TASK ITEM → Here is a set of records. Copy them all exactly.

---------- DATA SECTION ----------

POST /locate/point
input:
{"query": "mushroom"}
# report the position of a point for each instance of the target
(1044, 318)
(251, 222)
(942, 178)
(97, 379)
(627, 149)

----------

ANSWER BOX →
POST /locate/point
input:
{"query": "mushroom"}
# report the position of a point for each instance of the target
(1044, 318)
(251, 222)
(942, 178)
(97, 379)
(627, 149)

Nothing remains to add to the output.